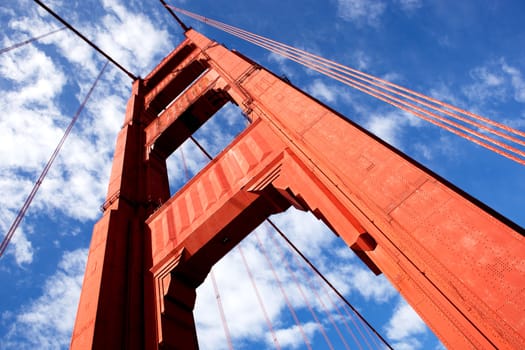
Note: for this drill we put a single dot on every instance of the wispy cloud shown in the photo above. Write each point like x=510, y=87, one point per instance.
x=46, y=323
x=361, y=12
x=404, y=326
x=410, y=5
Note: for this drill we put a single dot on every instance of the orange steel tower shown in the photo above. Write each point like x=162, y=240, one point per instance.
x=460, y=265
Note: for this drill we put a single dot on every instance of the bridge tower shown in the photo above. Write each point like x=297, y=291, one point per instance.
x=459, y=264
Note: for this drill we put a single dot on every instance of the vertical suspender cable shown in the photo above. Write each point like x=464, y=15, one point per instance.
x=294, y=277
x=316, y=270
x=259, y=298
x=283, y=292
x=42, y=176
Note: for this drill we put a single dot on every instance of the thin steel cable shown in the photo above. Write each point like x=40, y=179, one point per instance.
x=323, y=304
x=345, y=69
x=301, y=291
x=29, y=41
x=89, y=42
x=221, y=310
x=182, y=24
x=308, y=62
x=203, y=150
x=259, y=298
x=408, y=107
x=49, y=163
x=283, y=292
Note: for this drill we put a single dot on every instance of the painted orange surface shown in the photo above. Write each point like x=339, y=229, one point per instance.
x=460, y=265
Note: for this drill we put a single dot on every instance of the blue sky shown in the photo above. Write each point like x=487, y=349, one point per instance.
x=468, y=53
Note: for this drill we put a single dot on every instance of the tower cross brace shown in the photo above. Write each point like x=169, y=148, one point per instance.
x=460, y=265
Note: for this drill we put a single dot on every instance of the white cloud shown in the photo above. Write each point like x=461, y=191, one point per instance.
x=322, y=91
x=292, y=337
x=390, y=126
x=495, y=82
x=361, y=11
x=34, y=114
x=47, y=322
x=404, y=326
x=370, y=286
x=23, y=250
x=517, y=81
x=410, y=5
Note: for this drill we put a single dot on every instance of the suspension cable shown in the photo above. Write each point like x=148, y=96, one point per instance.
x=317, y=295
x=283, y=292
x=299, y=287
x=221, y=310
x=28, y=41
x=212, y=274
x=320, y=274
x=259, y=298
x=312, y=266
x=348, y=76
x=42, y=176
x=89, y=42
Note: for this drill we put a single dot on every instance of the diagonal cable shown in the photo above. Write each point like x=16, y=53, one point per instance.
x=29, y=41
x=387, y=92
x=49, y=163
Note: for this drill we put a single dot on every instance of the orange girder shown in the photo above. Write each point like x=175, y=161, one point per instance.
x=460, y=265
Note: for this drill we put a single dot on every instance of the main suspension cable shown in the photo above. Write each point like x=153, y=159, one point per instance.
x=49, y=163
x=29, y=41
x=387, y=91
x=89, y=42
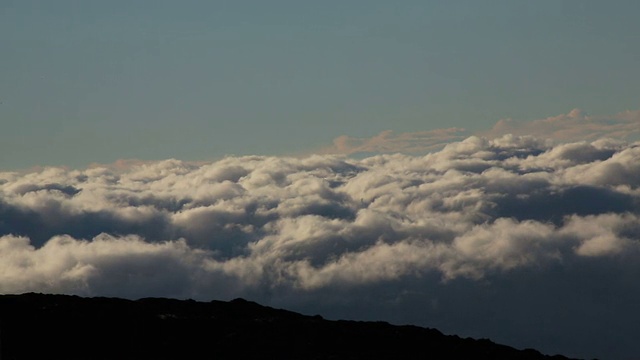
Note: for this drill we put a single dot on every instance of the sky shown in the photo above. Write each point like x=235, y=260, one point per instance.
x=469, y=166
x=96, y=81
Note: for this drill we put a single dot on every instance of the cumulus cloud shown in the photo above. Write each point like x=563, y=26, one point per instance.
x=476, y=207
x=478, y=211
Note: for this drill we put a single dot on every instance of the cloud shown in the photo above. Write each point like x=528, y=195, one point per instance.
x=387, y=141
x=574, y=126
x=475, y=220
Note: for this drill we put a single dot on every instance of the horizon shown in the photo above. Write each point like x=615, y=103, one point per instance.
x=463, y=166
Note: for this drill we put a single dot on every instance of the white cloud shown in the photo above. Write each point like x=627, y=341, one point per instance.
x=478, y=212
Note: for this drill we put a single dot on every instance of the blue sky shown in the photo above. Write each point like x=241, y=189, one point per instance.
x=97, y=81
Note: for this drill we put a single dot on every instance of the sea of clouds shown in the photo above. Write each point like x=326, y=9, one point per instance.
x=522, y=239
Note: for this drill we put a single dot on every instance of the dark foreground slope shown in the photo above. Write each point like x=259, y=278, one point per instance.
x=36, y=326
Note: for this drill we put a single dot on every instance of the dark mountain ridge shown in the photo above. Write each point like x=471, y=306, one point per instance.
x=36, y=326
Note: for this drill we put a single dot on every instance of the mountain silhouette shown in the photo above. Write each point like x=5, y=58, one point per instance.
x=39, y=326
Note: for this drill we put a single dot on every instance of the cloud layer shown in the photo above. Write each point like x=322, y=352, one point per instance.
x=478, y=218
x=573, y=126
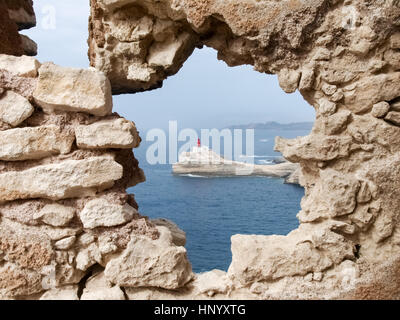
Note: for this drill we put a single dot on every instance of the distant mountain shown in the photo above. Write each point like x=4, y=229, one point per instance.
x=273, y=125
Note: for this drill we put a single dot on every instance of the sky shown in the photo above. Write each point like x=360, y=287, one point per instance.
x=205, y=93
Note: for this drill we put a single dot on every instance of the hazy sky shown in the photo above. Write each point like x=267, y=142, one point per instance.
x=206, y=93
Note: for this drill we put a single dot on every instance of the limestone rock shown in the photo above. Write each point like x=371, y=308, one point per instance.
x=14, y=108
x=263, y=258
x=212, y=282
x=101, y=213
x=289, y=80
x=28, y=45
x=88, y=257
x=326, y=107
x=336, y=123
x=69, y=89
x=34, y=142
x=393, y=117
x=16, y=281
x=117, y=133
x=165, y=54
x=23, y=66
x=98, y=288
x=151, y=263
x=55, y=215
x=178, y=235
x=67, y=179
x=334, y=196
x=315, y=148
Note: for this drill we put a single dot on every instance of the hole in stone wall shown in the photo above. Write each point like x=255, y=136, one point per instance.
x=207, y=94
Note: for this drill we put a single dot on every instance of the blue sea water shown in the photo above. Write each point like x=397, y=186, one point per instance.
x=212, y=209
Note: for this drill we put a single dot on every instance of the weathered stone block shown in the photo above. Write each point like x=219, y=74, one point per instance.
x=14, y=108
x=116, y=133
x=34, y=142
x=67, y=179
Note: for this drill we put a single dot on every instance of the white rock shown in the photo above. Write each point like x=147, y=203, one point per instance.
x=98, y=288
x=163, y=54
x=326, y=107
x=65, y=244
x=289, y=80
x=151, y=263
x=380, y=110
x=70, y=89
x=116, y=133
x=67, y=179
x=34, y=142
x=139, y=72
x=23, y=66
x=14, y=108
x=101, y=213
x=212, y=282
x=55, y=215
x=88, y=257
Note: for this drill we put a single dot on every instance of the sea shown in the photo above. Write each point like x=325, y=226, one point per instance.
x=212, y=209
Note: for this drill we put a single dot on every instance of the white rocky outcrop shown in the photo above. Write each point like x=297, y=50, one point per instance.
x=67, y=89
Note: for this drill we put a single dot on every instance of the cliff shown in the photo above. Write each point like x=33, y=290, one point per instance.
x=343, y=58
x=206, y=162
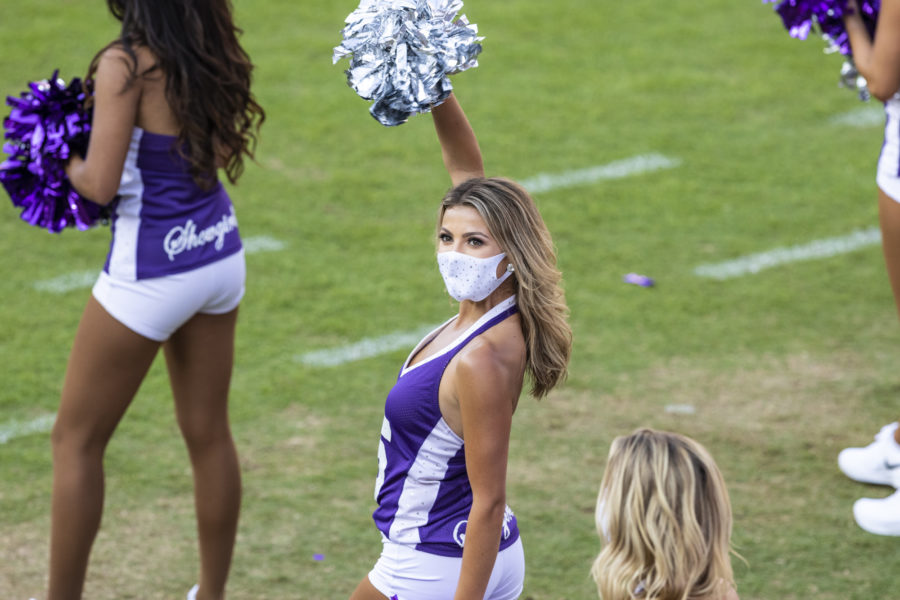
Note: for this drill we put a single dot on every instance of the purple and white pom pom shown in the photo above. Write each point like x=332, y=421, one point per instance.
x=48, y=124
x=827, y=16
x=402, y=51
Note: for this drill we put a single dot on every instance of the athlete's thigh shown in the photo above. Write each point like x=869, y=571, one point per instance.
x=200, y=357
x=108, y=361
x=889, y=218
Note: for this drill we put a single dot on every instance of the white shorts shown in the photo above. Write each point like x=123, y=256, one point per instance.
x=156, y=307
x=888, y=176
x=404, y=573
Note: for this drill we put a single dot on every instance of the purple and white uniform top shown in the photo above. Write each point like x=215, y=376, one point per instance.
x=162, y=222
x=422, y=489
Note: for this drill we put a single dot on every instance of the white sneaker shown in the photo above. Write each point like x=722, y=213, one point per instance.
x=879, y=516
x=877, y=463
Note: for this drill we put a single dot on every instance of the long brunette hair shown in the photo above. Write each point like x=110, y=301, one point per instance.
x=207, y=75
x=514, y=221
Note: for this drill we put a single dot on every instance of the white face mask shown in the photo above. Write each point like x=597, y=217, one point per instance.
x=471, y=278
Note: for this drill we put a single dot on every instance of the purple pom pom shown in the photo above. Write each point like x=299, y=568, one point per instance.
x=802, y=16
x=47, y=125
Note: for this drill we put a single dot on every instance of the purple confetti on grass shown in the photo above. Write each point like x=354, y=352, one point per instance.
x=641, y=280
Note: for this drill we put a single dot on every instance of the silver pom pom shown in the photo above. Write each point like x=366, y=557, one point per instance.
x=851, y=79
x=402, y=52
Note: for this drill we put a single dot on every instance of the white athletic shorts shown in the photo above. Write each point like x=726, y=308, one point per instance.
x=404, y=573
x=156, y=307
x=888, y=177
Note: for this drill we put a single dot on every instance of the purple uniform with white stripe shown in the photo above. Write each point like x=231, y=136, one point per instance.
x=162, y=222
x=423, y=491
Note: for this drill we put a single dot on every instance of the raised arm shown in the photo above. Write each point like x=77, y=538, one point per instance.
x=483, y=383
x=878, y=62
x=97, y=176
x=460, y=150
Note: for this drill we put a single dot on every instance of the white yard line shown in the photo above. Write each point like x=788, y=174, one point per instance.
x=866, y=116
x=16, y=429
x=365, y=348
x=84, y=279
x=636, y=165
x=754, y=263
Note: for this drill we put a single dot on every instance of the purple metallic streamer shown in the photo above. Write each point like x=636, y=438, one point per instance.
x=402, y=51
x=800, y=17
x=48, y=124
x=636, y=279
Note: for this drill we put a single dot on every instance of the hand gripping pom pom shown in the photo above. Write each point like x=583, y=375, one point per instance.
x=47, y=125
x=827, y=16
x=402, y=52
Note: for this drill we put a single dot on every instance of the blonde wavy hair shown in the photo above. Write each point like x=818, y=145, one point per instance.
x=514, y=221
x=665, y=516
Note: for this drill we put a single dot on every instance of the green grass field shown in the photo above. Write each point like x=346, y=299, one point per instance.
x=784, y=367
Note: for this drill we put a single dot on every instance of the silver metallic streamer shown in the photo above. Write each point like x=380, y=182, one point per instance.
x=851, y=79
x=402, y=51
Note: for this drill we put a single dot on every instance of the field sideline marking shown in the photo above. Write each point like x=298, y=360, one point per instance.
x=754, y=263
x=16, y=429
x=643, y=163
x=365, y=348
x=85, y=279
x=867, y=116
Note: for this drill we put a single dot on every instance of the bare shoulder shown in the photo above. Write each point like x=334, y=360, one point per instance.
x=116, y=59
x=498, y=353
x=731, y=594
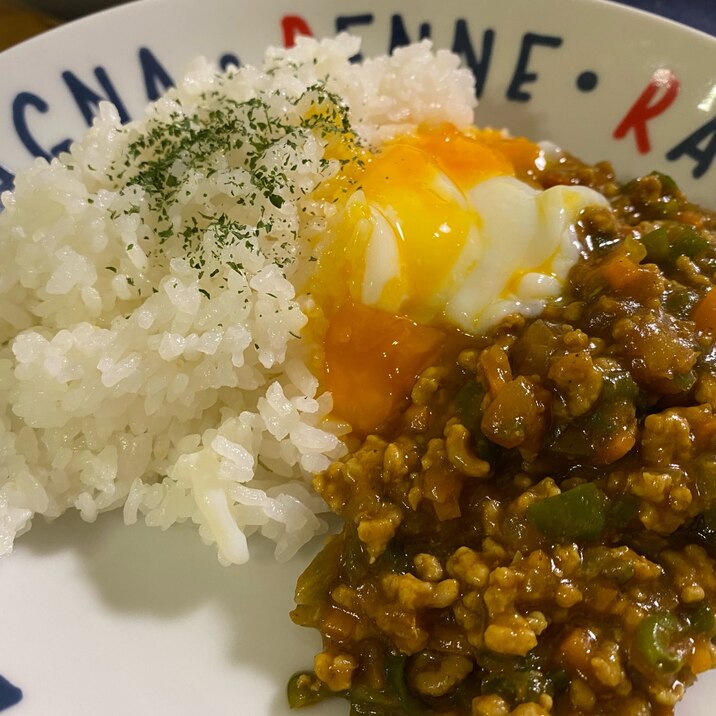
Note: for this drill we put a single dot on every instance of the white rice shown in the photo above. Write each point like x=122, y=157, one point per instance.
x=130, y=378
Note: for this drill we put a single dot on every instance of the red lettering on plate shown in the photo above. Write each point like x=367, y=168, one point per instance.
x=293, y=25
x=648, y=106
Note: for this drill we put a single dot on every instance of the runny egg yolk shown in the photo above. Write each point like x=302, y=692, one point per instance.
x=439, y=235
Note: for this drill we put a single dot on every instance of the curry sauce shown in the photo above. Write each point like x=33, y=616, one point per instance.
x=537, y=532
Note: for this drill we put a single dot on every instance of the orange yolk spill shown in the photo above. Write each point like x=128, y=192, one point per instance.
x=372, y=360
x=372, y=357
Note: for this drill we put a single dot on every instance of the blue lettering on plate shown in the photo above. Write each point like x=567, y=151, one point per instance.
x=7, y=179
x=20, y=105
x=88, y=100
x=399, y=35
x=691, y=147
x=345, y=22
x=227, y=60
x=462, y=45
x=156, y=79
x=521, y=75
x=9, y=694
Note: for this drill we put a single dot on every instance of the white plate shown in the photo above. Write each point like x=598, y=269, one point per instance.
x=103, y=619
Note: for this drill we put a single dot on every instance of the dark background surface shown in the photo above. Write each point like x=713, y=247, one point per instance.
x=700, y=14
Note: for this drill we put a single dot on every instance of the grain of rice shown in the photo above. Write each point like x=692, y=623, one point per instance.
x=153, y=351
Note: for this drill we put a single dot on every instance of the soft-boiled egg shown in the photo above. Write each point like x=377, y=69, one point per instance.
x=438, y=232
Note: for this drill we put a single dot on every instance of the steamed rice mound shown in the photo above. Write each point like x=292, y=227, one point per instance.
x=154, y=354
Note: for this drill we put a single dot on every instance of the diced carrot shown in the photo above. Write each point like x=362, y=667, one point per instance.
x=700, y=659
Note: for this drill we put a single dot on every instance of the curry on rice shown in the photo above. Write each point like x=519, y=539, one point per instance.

TASK DIRECTIONS »
Lines from the one containing "y=616, one point per instance." to the end of the data are to be printed exactly, including the first and last.

FINISHED TASK »
Note: for this drill we put a single dot on every instance of the curry sauce shown in the photo above. Write each point like x=33, y=616, one point per instance.
x=537, y=532
Note: for this drill we put a single dot on every instance of the orange yolk spill shown in the photo above. Write each point like x=128, y=192, one point per instance.
x=372, y=360
x=372, y=357
Note: for this drill we put a single dot on every instance of the blue lettering on plate shown in the photo above. Write each point like x=567, y=151, one point per instance.
x=7, y=179
x=20, y=105
x=88, y=100
x=399, y=35
x=691, y=147
x=345, y=22
x=227, y=60
x=462, y=45
x=156, y=79
x=521, y=75
x=9, y=694
Note: for this drill we put a single dot on every instance of the white plate shown in the photo above. Write each point like x=598, y=269, one point per instance.
x=103, y=619
Note: for this drill we put a single dot on every instance of the dark background surface shown in the photo above. Write each point like x=713, y=247, one point per instance.
x=700, y=14
Note: for this drill we put a single dot on every instance of the grain of rice shown in the photo above. Write each point like x=692, y=623, one point per instance.
x=153, y=351
Note: for this drill we put a single dot on every instance of the soft-boiled egg shown in the photo above. Write each point like x=377, y=69, one point per instance.
x=438, y=232
Note: for this drill we put a single dot on every instance of the steamed rice mound shown in the photo above. Write each point like x=292, y=227, one point per instance.
x=154, y=354
Note: for this drill we put a single dot on every instance of the diced carrot shown in the photo above. Write each point like x=362, y=667, one point per instance.
x=700, y=659
Note: for this drill we put a single dot on every instance of the curry on rice shown in the photo above. Write each point like x=519, y=539, one point per instance.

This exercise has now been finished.